> TEXTE FOURNI

Sans tomber dans une excessive grossièreté, c'est plutôt une sonore expression commençant par un sec f…  off que le monde devrait d'entendre.

Impuissance

En abaissant son principal taux d'intérêt directeur à 0% jeudi 10 mars, la Banque centrale européenne (BCE) est à la porte d'un pays que les Suisses, les Japonais, les Danois et les Suédois connaissent bien, celui des taux d'intérêt négatifs. Celui où l'épargnant paye pour épargner, où l'emprunteur est (parfois) rémunéré pour emprunter. Un pays paradoxal qui n'est pas un paradis car peuplé de comptes d'épargne qui ne rapportent rien, de prix qui baissent, d'inquiétudes accrues sur le financement des systèmes de retraite, etc.

Au-delà de ces contingences, la BCE met crûment en lumière l'impuissance des banques centrales des pays développés à faire redémarrer la machine économique. L'institution européenne, comme la Fed américaine, la Banque du Japon et quelques autres avant elle, fait de son mieux pour injecter le maximum de fonds dans l'économie afin de la faire – enfin! – repartir après de longues années de crise et de récession. L'argent gratuit, c'est le meilleur incitateur pour pousser les gens à emprunter, à acheter et à investir. Pour les y pousser encore davantage, la BCE, comme la Fed, la Banque du Japon et quelques autres, distribue de l'argent gratuit à toutes les banques commerciales, à charge pour elles de le faire passer dans le reste de l'économie.

> DONNÉES FOURNIES
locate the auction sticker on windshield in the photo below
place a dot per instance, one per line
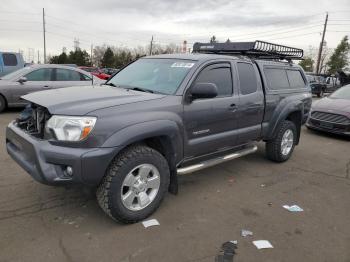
(179, 64)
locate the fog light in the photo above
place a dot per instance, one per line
(69, 171)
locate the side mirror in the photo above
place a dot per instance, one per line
(204, 90)
(22, 79)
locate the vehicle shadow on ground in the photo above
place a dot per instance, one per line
(328, 135)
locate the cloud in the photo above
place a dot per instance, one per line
(246, 20)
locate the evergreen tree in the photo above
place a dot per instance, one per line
(339, 59)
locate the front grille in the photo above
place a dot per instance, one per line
(32, 120)
(330, 117)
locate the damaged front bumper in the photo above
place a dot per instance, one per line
(48, 163)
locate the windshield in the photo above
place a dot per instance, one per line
(89, 69)
(17, 73)
(342, 93)
(157, 75)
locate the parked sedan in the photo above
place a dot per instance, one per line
(37, 78)
(332, 114)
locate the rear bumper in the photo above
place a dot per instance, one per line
(328, 127)
(47, 163)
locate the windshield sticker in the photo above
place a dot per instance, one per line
(186, 65)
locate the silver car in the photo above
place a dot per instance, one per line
(38, 78)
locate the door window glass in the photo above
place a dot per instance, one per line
(43, 74)
(220, 75)
(9, 59)
(247, 78)
(67, 75)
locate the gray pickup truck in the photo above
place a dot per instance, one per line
(162, 116)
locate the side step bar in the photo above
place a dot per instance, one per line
(216, 161)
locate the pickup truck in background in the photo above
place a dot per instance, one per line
(162, 116)
(10, 62)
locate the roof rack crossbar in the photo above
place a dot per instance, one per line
(255, 49)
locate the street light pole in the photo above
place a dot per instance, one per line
(44, 31)
(321, 46)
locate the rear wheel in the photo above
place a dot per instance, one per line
(2, 103)
(135, 184)
(281, 147)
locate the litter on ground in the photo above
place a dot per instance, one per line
(261, 244)
(294, 208)
(227, 251)
(245, 233)
(150, 223)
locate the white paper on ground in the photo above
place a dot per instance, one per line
(150, 223)
(294, 208)
(245, 232)
(260, 244)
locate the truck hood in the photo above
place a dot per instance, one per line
(84, 99)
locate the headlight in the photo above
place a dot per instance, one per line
(70, 128)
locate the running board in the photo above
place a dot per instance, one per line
(216, 161)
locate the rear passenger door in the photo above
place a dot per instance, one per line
(210, 124)
(251, 102)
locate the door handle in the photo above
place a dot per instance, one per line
(233, 107)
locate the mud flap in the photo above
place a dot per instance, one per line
(173, 185)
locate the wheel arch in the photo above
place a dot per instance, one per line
(161, 135)
(293, 111)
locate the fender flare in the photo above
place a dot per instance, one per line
(280, 115)
(150, 129)
(141, 131)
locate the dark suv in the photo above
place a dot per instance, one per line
(162, 116)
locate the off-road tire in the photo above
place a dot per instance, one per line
(109, 191)
(320, 94)
(273, 146)
(2, 103)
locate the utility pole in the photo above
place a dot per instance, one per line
(91, 55)
(321, 46)
(44, 31)
(151, 46)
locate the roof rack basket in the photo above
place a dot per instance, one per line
(258, 49)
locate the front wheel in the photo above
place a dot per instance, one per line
(134, 185)
(280, 148)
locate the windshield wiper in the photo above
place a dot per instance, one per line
(141, 89)
(110, 84)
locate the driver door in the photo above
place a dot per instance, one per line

> CONSIGNES À SUIVRE
A. Recopiez, s'il vous plaît, tout ce qui va de « Sans tomber dans » jusqu'à « de retraite, etc. » dans le texte sur la BCE.
B. Prolongez le texte sur la BCE au-delà de sa dernière phrase.

> RÉPONSES OBTENUES
A.
Sans tomber dans une excessive grossièreté, c'est plutôt une sonore expression commençant par un sec f…  off que le monde devrait d'entendre.

Impuissance

En abaissant son principal taux d'intérêt directeur à 0% jeudi 10 mars, la Banque centrale européenne (BCE) est à la porte d'un pays que les Suisses, les Japonais, les Danois et les Suédois connaissent bien, celui des taux d'intérêt négatifs. Celui où l'épargnant paye pour épargner, où l'emprunteur est (parfois) rémunéré pour emprunter. Un pays paradoxal qui n'est pas un paradis car peuplé de comptes d'épargne qui ne rapportent rien, de prix qui baissent, d'inquiétudes accrues sur le financement des systèmes de retraite, etc.

B.
Malheureusement, ce beau schéma fonctionne très mal. L'argent n'est que peu transmis. Les banques commerciales en gardent une part pour elles-mêmes afin d'élever leurs fonds propres. Elles en placent une partie auprès… des banques centrales. Et une dernière auprès de leurs clients. Les plus gros de ces derniers se gardent bien de l'investir car ils ne lisent que des nouvelles déprimantes autour d'eux: baisse de la croissance chinoise, crise au Brésil, déstabilisation de l'Union européenne à cause de la crise migratoire et du risque d'une sortie du Royaume-Uni (Brexit), etc.

En janvier, l'hebdomadaire de référence The Economist avait suggestivement titré sa couverture "Out of ammo" ("Plus de mun'") pour souligner l'impasse dans laquelle s'étaient fourvoyées les banques centrales. A tel point qu'aujourd'hui les économistes lancent de nouvelles idées, plus folles les unes que les autres: faire de la relance budgétaire, quitte à reporter sur des Etats déjà très endettés le fardeau que les banques centrales et l'économie réelle n'arrivent plus à assumer; distribuer directement au gens l'argent créé ex nihilo par les banques centrales, afin qu'ils se mettent à acheter davantage, ce qui aurait pour effet de relancer la croissance économique.

Mais on se dirige vers une tendance beaucoup plus coercitive, celle qui contraint les gens à vider leurs comptes d'épargne et à tout dépenser. Cet instrument, ce sont les taux d'intérêt négatifs. Pas bêtes, les épargnants choisissent, plutôt que d'acheter des objets dont ils n'ont pas besoin, de convertir leur épargne en gros billets de banque. La circulation des coupures de 1000 francs a explosé en Suisse ces trois dernières années! Et donc, pour les forcer à dépense, quand même, cet argent, les Etats cherchent toujours plus à interdire l'usage des gros billets, à les retirer de la circulation (la discussion est en cours pour le billet de 500 euros).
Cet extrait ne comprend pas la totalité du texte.